>> BEGIN

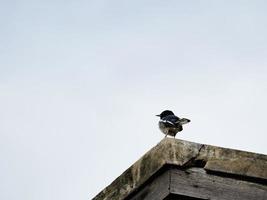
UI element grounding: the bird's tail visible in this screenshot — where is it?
[180,118,190,125]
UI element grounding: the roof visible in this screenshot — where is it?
[93,138,267,200]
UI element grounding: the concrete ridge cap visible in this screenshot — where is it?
[93,138,267,200]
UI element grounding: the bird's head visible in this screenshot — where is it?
[156,110,174,118]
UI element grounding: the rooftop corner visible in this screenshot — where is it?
[93,138,267,200]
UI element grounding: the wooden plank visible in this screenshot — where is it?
[125,170,170,200]
[170,168,267,200]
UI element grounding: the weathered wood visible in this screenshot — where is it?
[125,170,170,200]
[170,168,267,200]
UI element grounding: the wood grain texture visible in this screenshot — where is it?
[125,170,170,200]
[170,168,267,200]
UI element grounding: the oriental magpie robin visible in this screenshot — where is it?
[156,110,190,137]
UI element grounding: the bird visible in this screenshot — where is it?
[156,110,191,138]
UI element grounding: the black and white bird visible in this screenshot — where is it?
[156,110,190,137]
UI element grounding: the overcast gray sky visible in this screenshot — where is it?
[0,0,267,200]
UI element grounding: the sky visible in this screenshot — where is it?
[0,0,267,200]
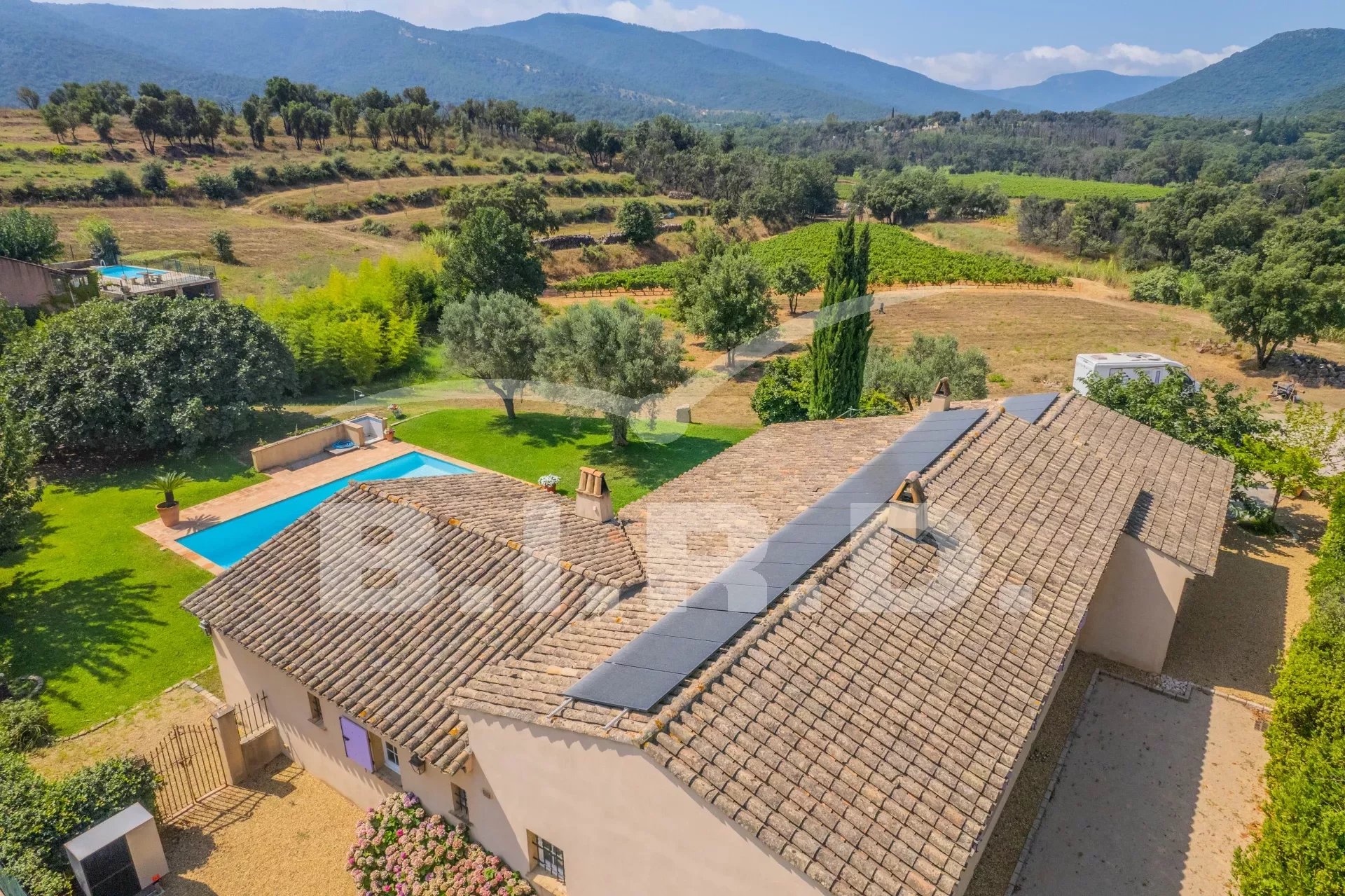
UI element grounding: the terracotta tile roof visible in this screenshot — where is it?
[184,397,1231,896]
[449,408,1227,896]
[183,474,643,769]
[1041,394,1234,576]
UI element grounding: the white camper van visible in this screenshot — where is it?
[1075,351,1200,396]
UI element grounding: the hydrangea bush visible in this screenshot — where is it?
[345,794,532,896]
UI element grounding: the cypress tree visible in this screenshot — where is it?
[808,216,873,420]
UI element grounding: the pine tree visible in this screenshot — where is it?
[808,218,873,420]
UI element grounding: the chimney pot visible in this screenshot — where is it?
[574,467,616,522]
[888,471,930,538]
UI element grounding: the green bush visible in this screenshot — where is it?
[89,168,140,199]
[0,700,55,753]
[752,352,813,427]
[0,296,294,456]
[140,159,168,196]
[1234,484,1345,896]
[1130,265,1190,305]
[196,172,242,202]
[246,259,440,390]
[0,752,159,896]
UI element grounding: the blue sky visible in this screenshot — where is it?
[47,0,1345,88]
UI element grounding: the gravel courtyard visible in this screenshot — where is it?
[1018,674,1266,896]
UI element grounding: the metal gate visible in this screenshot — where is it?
[148,722,226,820]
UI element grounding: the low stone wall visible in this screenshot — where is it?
[238,722,285,778]
[251,421,364,471]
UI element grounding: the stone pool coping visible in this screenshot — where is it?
[136,440,490,576]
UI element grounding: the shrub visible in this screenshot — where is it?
[1130,265,1182,305]
[0,752,159,896]
[345,794,532,896]
[1234,494,1345,896]
[140,159,168,196]
[89,168,140,199]
[228,164,261,193]
[246,259,439,390]
[752,352,813,427]
[196,172,242,202]
[0,700,54,753]
[207,228,238,265]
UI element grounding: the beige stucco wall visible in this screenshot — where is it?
[251,422,364,469]
[465,712,825,896]
[0,259,64,308]
[1079,534,1196,673]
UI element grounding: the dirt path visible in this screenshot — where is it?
[163,756,364,896]
[28,684,221,778]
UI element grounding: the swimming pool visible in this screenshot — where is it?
[177,450,472,567]
[98,265,168,280]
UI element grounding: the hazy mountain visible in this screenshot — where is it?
[0,0,261,105]
[981,70,1177,111]
[467,13,888,118]
[1107,28,1345,116]
[22,0,668,117]
[683,28,1011,114]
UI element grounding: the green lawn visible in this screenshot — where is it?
[0,409,753,735]
[0,455,265,735]
[396,409,756,507]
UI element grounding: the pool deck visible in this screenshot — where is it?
[136,440,488,576]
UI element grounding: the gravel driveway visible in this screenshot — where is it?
[1018,674,1266,896]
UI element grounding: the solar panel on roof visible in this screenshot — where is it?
[565,406,984,712]
[1002,392,1060,422]
[608,633,722,675]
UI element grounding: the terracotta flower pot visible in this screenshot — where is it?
[155,500,181,529]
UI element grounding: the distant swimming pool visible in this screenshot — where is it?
[177,450,472,567]
[98,265,168,280]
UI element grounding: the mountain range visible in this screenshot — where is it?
[0,0,1345,121]
[1107,28,1345,117]
[981,70,1177,111]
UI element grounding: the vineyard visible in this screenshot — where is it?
[556,222,1060,292]
[949,171,1168,202]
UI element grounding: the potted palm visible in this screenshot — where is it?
[149,469,191,529]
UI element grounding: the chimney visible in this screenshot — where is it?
[888,471,930,538]
[574,467,614,522]
[931,377,952,413]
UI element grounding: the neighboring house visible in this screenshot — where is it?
[0,256,221,308]
[0,256,88,308]
[184,396,1232,896]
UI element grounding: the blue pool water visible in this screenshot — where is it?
[98,265,168,280]
[179,450,472,567]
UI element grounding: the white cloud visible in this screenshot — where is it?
[858,43,1246,89]
[42,0,745,31]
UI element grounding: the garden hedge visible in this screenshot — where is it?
[1234,492,1345,896]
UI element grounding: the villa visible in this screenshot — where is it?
[184,393,1234,896]
[0,256,221,308]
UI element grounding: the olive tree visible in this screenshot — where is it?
[771,259,818,315]
[441,206,546,298]
[682,244,776,366]
[0,296,296,455]
[616,199,659,246]
[440,292,545,420]
[537,298,687,447]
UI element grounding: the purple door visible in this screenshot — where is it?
[340,716,374,771]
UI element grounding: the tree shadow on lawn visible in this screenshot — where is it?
[0,569,167,709]
[488,413,734,490]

>> END

Return each line from the entries above in which the word "wall" appears.

UI element grounding: the low stone wall visible in this screenshot — where is it?
UI element grounding: the beige stucco wall visible in this screenshot — where is it?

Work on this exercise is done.